Segment Start: DATASET ENTRIES

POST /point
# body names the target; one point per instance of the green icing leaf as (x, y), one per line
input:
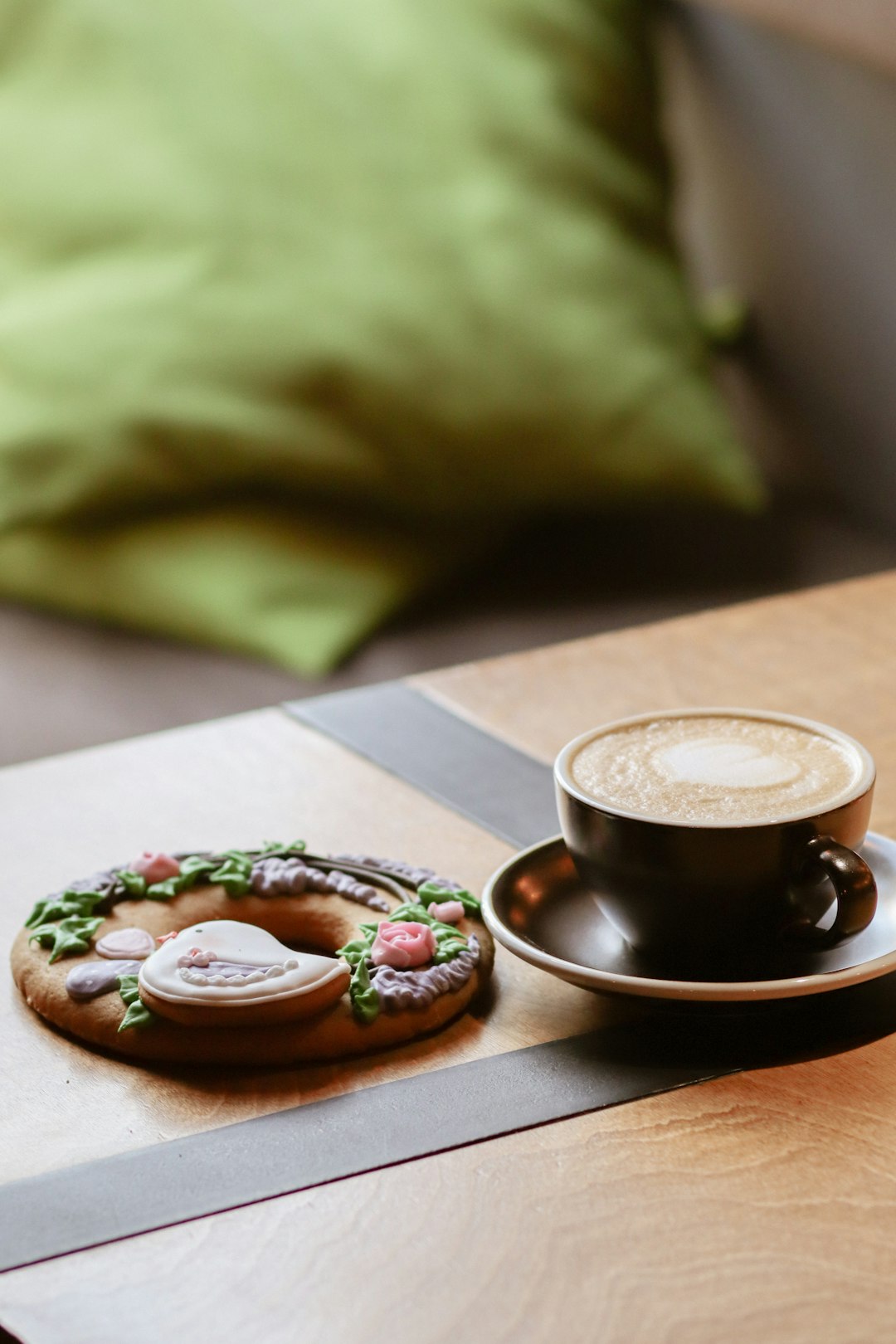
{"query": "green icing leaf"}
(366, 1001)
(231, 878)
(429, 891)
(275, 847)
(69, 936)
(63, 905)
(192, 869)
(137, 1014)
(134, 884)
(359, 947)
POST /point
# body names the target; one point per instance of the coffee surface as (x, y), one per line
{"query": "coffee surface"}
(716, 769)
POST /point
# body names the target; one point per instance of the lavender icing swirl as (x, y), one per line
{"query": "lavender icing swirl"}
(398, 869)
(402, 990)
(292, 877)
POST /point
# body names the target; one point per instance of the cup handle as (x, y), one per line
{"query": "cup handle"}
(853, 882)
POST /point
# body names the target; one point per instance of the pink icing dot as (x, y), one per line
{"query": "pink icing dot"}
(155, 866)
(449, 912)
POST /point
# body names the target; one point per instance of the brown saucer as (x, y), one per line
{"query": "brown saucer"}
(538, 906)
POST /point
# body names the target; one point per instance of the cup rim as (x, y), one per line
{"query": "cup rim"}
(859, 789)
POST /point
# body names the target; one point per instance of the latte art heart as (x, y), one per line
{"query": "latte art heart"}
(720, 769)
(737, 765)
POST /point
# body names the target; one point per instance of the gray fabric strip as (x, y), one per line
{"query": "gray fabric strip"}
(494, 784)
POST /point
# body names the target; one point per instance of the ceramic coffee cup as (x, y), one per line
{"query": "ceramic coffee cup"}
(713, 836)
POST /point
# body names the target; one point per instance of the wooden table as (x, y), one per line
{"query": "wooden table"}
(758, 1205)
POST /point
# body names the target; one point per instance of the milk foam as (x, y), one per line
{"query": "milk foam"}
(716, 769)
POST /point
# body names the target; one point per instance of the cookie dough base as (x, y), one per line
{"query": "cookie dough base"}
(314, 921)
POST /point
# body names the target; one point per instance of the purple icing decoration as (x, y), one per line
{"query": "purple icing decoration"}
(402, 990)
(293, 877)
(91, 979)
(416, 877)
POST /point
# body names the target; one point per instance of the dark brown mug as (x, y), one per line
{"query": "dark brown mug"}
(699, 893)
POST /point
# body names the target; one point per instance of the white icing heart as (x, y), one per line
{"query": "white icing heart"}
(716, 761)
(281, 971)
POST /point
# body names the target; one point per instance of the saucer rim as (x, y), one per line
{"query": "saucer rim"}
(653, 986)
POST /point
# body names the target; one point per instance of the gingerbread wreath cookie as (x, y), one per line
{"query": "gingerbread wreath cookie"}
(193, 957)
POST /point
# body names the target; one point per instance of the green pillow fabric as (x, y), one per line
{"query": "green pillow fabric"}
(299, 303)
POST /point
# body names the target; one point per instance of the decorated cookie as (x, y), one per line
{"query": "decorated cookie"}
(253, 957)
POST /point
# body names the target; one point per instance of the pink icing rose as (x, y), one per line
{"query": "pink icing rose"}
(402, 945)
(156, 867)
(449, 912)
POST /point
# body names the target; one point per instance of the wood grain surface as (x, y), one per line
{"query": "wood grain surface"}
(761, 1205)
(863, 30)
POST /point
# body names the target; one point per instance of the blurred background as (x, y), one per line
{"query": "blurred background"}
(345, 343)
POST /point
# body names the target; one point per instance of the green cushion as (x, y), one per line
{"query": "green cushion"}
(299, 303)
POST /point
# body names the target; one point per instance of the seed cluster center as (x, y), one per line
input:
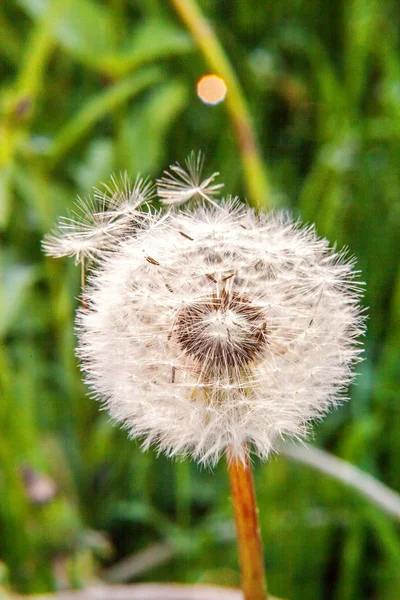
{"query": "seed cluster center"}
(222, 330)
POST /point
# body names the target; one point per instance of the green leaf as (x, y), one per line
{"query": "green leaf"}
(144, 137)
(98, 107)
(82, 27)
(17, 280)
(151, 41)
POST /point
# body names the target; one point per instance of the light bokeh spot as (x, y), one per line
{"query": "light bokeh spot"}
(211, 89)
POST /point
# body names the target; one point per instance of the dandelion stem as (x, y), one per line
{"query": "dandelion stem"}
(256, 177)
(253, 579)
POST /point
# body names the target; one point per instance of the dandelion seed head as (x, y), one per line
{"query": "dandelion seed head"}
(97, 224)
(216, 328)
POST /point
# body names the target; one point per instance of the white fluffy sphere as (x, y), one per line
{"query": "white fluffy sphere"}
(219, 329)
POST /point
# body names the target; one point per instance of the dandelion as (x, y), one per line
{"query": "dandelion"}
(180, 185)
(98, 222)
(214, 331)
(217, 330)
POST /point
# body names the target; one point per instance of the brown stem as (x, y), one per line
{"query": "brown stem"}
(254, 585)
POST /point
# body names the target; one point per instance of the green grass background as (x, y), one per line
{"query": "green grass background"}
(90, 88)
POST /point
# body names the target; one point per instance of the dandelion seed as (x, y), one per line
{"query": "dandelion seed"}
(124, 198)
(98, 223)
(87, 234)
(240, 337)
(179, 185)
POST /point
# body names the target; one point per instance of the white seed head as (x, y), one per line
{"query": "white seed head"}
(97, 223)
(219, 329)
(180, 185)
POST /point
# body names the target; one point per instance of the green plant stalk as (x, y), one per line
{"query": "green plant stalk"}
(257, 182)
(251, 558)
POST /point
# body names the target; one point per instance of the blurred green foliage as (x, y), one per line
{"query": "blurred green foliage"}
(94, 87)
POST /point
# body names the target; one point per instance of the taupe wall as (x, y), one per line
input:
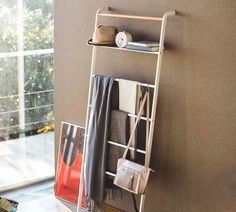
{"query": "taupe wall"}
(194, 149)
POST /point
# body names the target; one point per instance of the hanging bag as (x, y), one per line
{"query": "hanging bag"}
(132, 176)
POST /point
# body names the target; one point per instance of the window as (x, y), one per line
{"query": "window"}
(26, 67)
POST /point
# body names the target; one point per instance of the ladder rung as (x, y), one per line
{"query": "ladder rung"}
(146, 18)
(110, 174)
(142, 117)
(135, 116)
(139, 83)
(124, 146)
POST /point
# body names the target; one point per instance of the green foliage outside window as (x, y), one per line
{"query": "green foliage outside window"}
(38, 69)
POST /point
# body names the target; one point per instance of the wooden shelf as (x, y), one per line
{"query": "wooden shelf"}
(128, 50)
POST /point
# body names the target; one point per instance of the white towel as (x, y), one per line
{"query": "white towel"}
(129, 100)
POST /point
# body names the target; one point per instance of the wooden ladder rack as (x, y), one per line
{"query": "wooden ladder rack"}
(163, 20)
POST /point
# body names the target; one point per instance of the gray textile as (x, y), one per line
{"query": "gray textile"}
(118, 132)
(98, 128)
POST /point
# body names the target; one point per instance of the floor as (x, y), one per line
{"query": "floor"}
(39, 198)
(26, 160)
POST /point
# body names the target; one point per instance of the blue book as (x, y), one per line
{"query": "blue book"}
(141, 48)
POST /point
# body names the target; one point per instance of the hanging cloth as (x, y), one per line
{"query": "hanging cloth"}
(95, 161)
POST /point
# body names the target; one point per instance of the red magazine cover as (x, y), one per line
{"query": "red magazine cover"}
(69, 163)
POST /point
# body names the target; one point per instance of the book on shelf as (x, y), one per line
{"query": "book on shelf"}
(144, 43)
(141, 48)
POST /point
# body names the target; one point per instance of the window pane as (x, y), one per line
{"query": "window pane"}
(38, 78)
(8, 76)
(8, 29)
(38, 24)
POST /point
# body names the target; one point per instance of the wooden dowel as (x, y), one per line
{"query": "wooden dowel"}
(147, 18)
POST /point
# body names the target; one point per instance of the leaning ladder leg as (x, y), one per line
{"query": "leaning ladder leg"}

Segment End: DATASET ENTRIES

Where in the entries does the word "leaning" occur? Copy out each line that has it.

# body names the target; one point per instance of the leaning ladder leg as (x, y), one per line
{"query": "leaning ladder leg"}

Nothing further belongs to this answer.